- EXERCISE REQUIREMENTS: Please reproduce the listing below word for word, leaving every line as it is.

- Dataset entries:
---

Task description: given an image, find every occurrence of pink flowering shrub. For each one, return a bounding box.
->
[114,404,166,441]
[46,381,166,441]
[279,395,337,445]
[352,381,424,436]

---

- COMPLETE OUTPUT:
Task description: given an image, find every occurrence of pink flowering shrub. For each one, return a bounding box.
->
[114,404,166,441]
[46,381,166,441]
[279,395,337,445]
[352,381,424,436]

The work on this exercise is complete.